** Task **
Drop the pictures, then repeat every record exactly as it stands.

(Photo-based referring expression data)
☆ ☆ ☆
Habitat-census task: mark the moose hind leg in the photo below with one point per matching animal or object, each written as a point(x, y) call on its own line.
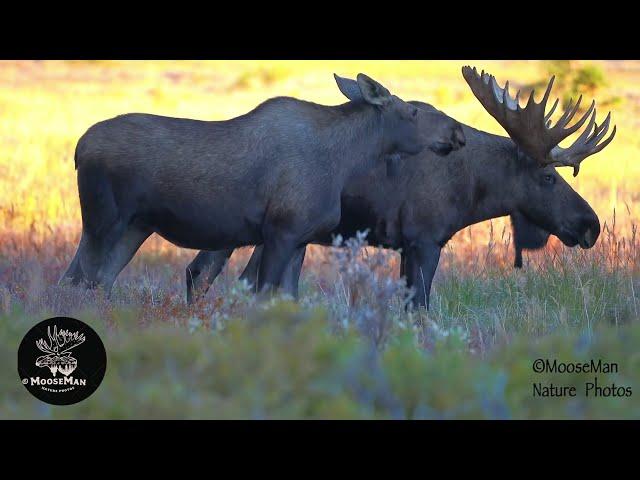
point(420, 268)
point(215, 261)
point(291, 275)
point(252, 271)
point(74, 274)
point(120, 255)
point(279, 250)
☆ ☆ ☆
** Answer space **
Habitat-census task: mark the moose hind leg in the photo below with one point per matching animal or object, each written as a point(x, y) call on its own line.
point(420, 268)
point(215, 261)
point(291, 275)
point(252, 271)
point(74, 274)
point(120, 255)
point(279, 250)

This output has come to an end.